Your task: In the records, take the stretch from the line containing "boy's eye in" through the line containing "[(261, 317), (250, 333), (248, 301), (255, 362), (252, 349)]" and substitute "child's" for every occurrence of "boy's", leaving all else unchanged. Reproduce only those lines.

____________________

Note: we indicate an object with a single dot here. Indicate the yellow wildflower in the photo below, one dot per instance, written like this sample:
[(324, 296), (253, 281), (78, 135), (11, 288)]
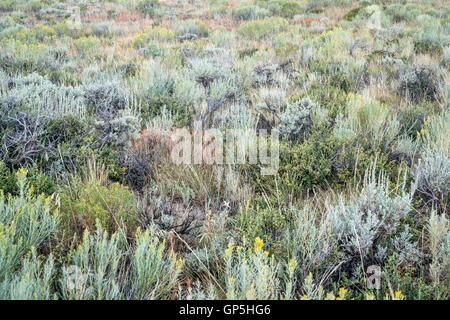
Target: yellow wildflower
[(342, 293), (258, 244), (399, 295)]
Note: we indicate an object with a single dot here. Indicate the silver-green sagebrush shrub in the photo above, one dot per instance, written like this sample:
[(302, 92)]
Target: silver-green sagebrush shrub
[(31, 219), (296, 120), (432, 172), (154, 272), (95, 268), (439, 230), (372, 218), (34, 280), (250, 274)]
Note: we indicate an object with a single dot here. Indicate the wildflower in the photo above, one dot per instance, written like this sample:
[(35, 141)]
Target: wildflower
[(399, 295), (258, 244), (292, 265), (330, 296), (231, 280), (342, 293), (229, 250)]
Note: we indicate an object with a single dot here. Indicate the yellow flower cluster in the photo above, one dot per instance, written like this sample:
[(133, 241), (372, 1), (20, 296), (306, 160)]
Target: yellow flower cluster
[(258, 244), (292, 265)]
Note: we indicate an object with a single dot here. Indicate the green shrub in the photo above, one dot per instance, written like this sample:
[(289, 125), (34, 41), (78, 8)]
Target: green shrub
[(85, 202), (147, 7), (154, 274), (94, 268), (29, 221)]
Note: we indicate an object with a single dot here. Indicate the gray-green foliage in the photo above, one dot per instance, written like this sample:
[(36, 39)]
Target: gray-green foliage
[(95, 268), (296, 120), (369, 219), (154, 274)]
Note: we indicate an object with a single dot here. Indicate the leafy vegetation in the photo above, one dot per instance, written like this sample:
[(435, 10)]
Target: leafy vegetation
[(92, 205)]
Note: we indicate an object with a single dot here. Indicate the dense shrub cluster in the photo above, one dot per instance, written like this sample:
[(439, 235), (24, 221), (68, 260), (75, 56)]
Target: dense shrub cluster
[(93, 205)]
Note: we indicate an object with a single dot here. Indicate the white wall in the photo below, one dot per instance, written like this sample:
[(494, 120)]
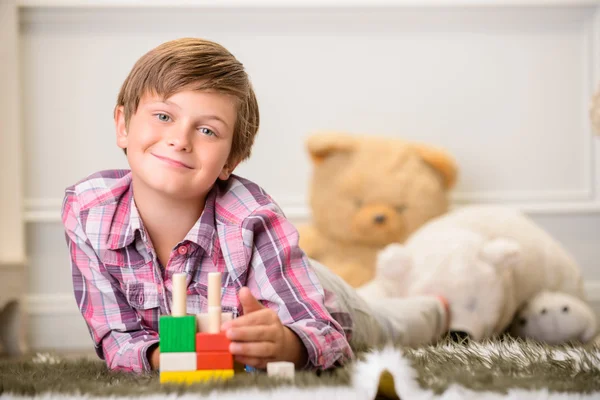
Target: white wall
[(505, 89)]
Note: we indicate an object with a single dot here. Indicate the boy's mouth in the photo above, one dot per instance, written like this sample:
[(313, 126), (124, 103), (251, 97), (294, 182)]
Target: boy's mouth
[(172, 162)]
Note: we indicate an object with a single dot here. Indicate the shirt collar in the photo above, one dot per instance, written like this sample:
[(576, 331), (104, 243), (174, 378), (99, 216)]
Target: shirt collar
[(127, 222), (203, 232)]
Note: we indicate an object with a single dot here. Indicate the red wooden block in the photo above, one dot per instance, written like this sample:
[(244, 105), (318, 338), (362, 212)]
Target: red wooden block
[(214, 360), (212, 342)]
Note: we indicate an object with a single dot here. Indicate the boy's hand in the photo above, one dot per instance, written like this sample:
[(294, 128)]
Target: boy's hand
[(259, 337)]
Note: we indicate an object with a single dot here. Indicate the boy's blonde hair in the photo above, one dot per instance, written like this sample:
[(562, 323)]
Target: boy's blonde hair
[(195, 64)]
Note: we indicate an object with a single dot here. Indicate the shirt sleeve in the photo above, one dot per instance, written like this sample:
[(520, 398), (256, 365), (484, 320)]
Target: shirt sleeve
[(113, 324), (281, 278)]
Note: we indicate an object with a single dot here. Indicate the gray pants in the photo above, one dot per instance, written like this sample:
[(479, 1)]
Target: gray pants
[(410, 321)]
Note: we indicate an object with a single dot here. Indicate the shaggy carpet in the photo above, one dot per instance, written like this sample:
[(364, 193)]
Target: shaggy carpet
[(507, 369)]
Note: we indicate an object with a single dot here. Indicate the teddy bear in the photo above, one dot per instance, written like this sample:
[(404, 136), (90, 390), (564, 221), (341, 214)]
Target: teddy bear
[(555, 318), (366, 192), (487, 261)]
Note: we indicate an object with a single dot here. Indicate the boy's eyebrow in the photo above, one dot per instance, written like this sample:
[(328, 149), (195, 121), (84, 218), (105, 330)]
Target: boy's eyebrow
[(208, 116)]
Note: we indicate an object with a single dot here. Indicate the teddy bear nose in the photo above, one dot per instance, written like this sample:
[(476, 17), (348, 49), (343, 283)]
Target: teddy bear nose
[(379, 219)]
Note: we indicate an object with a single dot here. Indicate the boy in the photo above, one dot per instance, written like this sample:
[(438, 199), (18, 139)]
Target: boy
[(185, 117)]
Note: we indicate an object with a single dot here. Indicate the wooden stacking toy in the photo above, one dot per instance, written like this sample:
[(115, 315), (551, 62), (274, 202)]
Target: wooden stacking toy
[(193, 348)]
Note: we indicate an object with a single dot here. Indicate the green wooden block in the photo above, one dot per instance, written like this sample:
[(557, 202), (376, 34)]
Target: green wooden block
[(177, 334)]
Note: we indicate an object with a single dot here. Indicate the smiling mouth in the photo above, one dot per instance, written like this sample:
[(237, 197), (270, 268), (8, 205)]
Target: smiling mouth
[(172, 162)]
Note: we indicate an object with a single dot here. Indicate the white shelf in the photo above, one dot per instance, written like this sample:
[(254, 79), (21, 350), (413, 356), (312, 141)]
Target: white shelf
[(299, 3)]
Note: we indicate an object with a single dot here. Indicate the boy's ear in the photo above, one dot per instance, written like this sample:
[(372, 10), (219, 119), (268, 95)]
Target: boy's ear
[(228, 170), (121, 127)]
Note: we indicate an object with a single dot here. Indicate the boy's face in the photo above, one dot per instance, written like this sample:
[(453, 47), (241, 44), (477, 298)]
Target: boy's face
[(179, 146)]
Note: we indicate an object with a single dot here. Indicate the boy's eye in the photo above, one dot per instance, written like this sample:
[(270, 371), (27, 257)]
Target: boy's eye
[(163, 117), (206, 131)]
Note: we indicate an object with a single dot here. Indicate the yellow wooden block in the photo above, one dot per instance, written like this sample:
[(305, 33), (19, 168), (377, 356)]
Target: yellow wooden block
[(190, 377)]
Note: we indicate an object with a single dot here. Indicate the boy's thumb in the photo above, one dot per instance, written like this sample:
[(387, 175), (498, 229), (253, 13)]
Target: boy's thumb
[(248, 301)]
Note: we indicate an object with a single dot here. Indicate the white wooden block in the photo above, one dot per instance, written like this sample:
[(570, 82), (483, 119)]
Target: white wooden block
[(281, 369), (203, 321), (178, 361)]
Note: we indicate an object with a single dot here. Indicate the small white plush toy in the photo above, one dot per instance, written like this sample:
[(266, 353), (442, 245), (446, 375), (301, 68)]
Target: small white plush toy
[(555, 318), (487, 261)]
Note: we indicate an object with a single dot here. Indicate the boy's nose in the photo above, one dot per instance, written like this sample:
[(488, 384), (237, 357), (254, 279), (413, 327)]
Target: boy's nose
[(179, 140)]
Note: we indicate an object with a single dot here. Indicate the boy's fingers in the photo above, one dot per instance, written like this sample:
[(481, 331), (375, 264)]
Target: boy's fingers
[(261, 317), (250, 333), (248, 301), (255, 362), (252, 349)]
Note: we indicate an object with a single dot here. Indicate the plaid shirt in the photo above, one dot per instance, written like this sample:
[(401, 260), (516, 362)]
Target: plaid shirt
[(121, 289)]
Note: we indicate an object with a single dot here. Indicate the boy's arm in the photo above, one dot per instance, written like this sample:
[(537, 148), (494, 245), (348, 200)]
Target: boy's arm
[(113, 324), (281, 278)]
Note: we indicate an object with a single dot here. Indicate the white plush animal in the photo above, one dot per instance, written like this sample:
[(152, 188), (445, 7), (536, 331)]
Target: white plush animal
[(486, 260), (555, 318)]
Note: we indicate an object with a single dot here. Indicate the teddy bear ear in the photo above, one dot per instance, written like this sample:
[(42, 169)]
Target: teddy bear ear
[(441, 161), (501, 252), (323, 144)]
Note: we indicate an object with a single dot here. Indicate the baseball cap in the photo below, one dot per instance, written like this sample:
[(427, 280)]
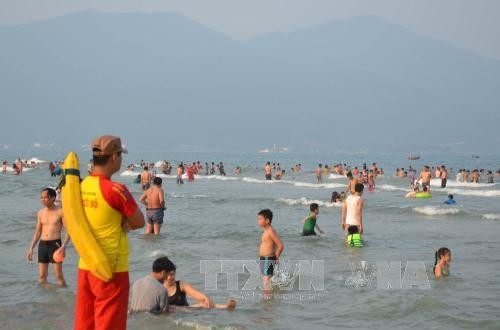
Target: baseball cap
[(107, 145)]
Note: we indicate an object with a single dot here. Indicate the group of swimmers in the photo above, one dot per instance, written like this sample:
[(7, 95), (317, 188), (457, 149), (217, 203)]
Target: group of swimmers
[(158, 290)]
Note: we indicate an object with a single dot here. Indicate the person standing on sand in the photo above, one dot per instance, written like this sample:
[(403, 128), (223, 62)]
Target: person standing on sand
[(154, 199), (111, 211), (48, 230)]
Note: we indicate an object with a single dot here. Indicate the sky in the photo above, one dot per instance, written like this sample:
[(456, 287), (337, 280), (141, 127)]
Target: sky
[(470, 24)]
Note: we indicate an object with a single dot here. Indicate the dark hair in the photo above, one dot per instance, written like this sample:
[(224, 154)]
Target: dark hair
[(352, 230), (163, 264), (51, 192), (359, 187), (438, 255), (101, 160), (267, 214), (313, 207)]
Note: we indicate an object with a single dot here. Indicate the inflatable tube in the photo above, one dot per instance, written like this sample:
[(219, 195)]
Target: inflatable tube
[(77, 223)]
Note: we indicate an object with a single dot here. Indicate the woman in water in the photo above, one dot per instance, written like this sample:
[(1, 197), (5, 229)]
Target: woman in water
[(179, 290), (442, 262)]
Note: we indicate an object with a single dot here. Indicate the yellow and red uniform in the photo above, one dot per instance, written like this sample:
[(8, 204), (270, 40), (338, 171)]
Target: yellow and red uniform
[(103, 305)]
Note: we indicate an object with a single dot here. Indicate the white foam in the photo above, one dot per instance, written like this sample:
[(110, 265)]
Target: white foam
[(315, 185), (491, 216), (388, 187), (253, 180), (431, 210), (305, 201), (453, 184), (481, 193)]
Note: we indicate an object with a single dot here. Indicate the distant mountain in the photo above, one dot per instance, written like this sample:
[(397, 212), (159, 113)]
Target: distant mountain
[(163, 81)]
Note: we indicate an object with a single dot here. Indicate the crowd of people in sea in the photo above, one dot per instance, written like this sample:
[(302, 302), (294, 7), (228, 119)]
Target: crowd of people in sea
[(160, 289)]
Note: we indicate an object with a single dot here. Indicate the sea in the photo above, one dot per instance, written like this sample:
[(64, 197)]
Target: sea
[(320, 283)]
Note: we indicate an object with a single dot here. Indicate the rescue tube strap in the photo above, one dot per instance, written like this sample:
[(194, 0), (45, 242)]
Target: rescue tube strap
[(72, 171)]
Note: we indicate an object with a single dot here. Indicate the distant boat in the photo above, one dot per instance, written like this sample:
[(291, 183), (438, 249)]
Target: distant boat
[(413, 157)]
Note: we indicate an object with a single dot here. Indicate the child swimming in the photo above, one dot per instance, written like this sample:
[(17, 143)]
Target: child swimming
[(270, 249), (442, 262), (353, 238), (310, 221)]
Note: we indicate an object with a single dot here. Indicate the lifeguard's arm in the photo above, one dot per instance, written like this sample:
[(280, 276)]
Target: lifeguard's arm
[(195, 294), (136, 220), (278, 242), (36, 237), (162, 198), (344, 215)]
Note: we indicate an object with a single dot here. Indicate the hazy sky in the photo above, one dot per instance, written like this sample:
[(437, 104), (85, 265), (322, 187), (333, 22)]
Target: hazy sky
[(470, 24)]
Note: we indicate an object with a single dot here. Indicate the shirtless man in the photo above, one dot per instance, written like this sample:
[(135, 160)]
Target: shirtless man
[(270, 249), (48, 230), (351, 183), (425, 176), (145, 178), (267, 170), (154, 199), (444, 176), (352, 209), (319, 173)]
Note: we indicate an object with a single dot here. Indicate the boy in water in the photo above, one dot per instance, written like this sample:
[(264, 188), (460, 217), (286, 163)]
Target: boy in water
[(270, 249), (353, 238), (48, 230), (310, 221), (442, 262), (154, 199)]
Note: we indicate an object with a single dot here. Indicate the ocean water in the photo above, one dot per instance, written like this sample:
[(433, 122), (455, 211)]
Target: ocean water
[(214, 218)]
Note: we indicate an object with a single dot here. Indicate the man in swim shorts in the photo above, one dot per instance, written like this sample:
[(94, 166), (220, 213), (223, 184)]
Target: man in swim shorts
[(270, 249), (145, 178), (48, 230), (111, 211), (154, 199)]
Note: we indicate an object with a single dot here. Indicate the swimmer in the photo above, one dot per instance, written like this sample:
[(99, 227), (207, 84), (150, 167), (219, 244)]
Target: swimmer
[(352, 209), (154, 199), (351, 183), (145, 178), (178, 291), (310, 221), (267, 170), (450, 200), (148, 293), (413, 194), (270, 249), (48, 230), (319, 173), (442, 262), (353, 238)]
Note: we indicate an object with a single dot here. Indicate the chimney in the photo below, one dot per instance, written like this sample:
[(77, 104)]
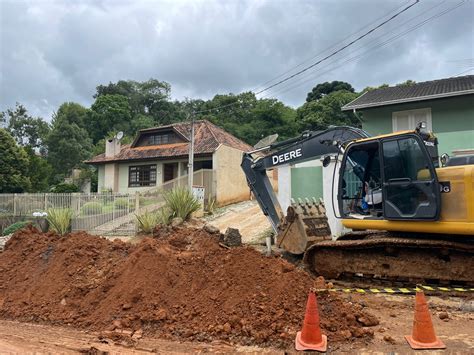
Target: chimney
[(112, 147)]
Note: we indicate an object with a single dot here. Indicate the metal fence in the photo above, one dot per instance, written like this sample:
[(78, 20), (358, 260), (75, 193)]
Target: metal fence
[(100, 213)]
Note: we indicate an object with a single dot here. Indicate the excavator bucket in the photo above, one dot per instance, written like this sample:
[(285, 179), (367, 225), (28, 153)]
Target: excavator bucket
[(304, 224)]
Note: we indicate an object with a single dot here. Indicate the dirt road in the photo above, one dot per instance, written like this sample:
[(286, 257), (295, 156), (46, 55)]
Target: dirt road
[(394, 312), (21, 338), (246, 217)]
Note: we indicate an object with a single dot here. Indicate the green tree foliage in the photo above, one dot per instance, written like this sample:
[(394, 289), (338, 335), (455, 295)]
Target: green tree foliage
[(13, 165), (110, 113), (149, 99), (68, 143), (326, 88), (25, 129), (322, 113), (39, 171), (73, 113)]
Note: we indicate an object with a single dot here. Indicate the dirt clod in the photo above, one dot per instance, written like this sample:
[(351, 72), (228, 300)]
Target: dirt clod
[(389, 339), (367, 320), (181, 285), (443, 315), (209, 228), (232, 237)]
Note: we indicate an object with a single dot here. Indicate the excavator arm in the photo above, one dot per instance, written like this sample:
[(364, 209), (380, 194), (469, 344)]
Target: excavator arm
[(308, 146)]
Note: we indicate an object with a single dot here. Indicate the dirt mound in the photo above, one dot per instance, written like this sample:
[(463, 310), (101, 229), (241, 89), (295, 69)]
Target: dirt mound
[(183, 285)]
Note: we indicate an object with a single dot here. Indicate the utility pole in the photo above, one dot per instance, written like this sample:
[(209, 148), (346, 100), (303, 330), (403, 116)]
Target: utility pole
[(191, 156)]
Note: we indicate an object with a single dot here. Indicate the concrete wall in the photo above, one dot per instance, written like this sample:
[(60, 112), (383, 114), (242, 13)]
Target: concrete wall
[(111, 176), (230, 182), (181, 170), (452, 119)]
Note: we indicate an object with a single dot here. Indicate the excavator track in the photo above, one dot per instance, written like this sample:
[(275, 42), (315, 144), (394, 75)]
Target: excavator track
[(387, 257)]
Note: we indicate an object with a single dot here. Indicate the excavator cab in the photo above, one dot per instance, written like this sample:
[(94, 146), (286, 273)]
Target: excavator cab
[(389, 177)]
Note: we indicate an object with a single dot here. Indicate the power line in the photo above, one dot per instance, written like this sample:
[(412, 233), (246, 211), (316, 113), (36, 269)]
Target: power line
[(464, 72), (340, 49), (318, 62), (328, 48), (357, 50)]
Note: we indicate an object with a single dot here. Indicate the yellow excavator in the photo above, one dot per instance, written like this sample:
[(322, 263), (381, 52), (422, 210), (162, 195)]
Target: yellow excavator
[(399, 213)]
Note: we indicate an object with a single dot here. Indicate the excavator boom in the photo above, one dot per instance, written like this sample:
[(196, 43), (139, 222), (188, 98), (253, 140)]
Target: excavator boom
[(403, 169)]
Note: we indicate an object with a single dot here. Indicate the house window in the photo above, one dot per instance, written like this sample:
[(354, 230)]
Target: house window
[(408, 120), (159, 139), (142, 175)]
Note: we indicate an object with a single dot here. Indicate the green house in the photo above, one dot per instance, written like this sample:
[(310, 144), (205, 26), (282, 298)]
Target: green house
[(446, 105)]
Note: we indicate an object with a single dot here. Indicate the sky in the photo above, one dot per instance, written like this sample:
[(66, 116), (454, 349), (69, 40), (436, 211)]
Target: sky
[(57, 51)]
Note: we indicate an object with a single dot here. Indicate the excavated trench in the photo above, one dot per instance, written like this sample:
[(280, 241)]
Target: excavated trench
[(182, 285)]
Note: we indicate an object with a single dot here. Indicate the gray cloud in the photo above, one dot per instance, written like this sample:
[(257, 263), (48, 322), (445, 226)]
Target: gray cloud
[(57, 51)]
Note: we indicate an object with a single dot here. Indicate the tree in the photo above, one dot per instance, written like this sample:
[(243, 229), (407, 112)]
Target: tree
[(320, 114), (110, 113), (326, 88), (25, 129), (150, 98), (13, 165), (370, 88), (68, 145), (73, 113)]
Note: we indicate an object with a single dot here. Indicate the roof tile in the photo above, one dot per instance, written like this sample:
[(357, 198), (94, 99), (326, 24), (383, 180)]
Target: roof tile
[(420, 91), (207, 138)]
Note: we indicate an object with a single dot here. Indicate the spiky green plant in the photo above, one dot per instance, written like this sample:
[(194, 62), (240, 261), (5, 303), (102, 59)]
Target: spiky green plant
[(181, 203), (147, 221), (60, 220)]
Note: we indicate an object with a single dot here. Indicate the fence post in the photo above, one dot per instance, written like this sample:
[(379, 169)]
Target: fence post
[(137, 201), (14, 204)]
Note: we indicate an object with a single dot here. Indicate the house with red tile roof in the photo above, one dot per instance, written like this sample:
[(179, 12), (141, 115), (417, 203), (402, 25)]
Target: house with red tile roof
[(158, 156)]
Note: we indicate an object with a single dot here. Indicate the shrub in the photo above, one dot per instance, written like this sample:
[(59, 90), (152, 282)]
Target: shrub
[(121, 203), (60, 220), (91, 208), (64, 187), (147, 221), (15, 226), (181, 203)]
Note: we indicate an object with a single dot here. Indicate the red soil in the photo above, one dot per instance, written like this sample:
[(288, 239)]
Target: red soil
[(183, 285)]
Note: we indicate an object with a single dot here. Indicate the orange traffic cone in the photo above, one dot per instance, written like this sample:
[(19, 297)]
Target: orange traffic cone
[(423, 335), (310, 337)]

____________________

Answer:
Note: we indicate an object with a single dot here. Indicate the child's eye in the photo above, one dot per instance, written like this sample:
[(270, 371), (27, 257)]
Target: child's eye
[(163, 117), (206, 131)]
Note: we indicate an object with a single dot here. Indicate the yellow wooden block in the photo above, one dot per instance, written like this sample:
[(305, 33), (19, 168), (377, 356)]
Target: yellow wooden block
[(190, 377)]
Note: we indicate an object with a single dot here. Indicate the child's thumb in the photo above, one dot per instance, written like this sample:
[(387, 175), (498, 229), (253, 13)]
Target: child's thumb
[(248, 301)]
Note: we indicate an object with a single dot here. Indicate the white wooden block in the photo above, one dot per instance, written like this sample:
[(570, 82), (483, 119)]
Target: white wooden block
[(281, 369), (203, 321), (178, 361)]
Note: we indicate an object with a single dot here. Indicate the small white plush toy in the photo above, one dot per instance, written like this sample:
[(266, 353), (442, 245), (446, 375), (301, 68)]
Target: small white plush toy
[(555, 318), (487, 261)]
Note: we indicate an object with a single dot here. Indicate the child's nose in the photo above, one dot per instance, written like this sample:
[(488, 384), (237, 357), (254, 279), (413, 327)]
Target: child's nose
[(179, 140)]
Note: we indicate an object with a single dot here. Indicate the child's fingers in the photo above, one dot per instance, written like this sample:
[(481, 331), (375, 264)]
Target: child's fingers
[(261, 317), (250, 333), (248, 301), (255, 362), (252, 349)]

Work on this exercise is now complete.